** start LISTED RECORDS **

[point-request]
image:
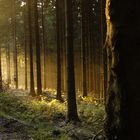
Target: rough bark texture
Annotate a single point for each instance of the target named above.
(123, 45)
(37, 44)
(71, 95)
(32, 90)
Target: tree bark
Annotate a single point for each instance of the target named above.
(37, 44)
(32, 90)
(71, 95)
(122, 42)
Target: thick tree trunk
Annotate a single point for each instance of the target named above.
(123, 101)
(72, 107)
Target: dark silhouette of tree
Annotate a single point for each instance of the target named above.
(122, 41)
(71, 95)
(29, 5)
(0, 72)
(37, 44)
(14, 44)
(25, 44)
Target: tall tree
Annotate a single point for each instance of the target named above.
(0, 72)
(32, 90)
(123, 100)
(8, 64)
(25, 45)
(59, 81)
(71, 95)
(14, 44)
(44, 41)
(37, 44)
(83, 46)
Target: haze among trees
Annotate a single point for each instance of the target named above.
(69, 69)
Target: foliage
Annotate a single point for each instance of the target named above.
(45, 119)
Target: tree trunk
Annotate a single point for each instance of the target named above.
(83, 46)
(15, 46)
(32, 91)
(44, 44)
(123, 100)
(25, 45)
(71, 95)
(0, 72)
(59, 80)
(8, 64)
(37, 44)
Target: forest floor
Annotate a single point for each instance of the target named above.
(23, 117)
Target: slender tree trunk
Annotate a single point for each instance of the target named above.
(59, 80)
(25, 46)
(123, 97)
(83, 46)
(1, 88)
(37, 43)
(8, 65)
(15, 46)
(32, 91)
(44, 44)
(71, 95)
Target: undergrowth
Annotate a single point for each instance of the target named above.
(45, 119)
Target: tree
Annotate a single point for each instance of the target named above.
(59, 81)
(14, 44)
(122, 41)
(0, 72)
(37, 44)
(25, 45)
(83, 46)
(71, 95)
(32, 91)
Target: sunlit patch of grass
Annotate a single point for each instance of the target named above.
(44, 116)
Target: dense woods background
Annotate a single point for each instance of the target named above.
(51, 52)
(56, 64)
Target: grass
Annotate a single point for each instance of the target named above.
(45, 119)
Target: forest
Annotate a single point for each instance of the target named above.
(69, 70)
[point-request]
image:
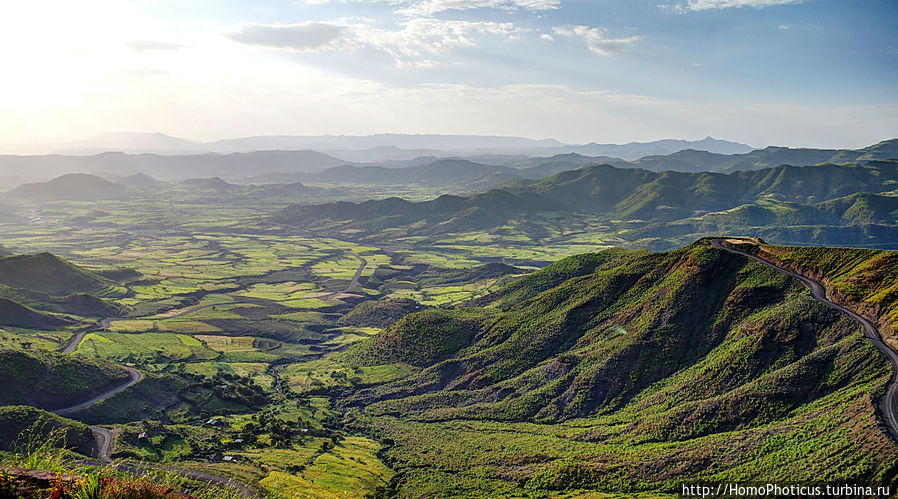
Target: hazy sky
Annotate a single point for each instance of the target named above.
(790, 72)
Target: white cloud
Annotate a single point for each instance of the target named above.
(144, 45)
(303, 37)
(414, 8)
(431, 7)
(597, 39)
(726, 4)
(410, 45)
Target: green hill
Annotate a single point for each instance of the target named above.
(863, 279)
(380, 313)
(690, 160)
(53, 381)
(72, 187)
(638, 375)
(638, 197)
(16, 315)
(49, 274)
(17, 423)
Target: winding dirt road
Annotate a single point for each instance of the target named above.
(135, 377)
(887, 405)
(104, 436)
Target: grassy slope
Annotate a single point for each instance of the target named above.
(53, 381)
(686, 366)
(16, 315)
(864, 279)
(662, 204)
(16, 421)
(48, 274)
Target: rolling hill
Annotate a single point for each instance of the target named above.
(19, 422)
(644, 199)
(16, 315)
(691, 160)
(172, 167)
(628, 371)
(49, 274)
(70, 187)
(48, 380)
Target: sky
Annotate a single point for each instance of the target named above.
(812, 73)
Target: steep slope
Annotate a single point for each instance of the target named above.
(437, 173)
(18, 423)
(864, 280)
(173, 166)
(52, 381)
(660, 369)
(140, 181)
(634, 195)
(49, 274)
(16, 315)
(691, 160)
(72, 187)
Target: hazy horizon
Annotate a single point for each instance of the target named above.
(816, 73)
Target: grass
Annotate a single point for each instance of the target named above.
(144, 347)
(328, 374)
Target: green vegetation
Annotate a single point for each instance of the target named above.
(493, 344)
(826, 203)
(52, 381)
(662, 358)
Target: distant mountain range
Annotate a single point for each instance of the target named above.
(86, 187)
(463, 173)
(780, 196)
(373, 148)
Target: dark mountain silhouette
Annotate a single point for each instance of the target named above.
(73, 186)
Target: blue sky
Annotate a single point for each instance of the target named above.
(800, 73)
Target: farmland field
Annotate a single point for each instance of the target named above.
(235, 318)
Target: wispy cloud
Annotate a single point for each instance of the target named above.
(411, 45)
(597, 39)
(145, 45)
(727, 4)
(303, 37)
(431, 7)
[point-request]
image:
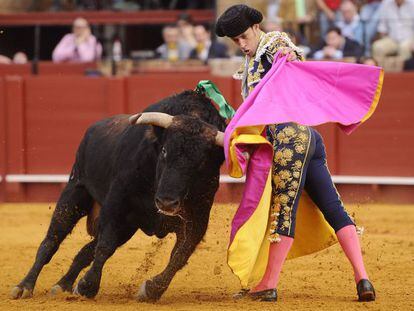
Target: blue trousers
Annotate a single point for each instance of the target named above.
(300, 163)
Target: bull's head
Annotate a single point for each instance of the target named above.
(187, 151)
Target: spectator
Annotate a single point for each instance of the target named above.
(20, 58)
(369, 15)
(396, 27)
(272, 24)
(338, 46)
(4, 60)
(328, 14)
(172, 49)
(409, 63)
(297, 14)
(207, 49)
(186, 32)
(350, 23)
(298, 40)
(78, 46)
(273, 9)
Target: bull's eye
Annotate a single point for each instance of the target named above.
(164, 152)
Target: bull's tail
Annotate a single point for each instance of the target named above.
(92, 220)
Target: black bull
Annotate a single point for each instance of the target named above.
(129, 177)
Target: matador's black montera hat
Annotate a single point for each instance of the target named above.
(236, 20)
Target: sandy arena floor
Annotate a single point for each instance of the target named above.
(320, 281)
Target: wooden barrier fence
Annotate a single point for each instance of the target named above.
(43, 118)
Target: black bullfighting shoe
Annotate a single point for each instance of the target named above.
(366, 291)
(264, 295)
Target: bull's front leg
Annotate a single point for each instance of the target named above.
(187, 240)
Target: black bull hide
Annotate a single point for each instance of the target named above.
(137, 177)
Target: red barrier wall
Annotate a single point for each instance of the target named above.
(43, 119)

** end LISTED RECORDS **

EXERCISE REQUIREMENTS. Starting with the line containing "Target: bull's tail" and going on through the end of the data, reproduce those lines, substituting "railing" for "barrier" wherever it occurs and leaving all else unchanged.

WORKED ANSWER.
Target: bull's tail
Annotate a single point for each instance of the target named above.
(92, 220)
Target: black bull
Annotate a single point for each instance of the target named above.
(129, 177)
Target: matador's black montera hat
Annotate a single point for each instance of the target named above.
(236, 20)
Target: sandy arena floor
Annotate a single point for each instance of the target named above.
(320, 281)
Target: wooden railing fence
Annotate a single point for each instance of the target named above.
(43, 118)
Target: black bullfighting shoe
Annotate a single point for each instance of the target named above.
(366, 291)
(264, 295)
Target: bull's front leg
Annotate a single point for each instance of the target named above.
(187, 240)
Target: black bull hide
Annotate a single point for each instance of the target named above.
(137, 177)
Target: red railing wall
Annotate a single point for each instance of the target named above.
(43, 119)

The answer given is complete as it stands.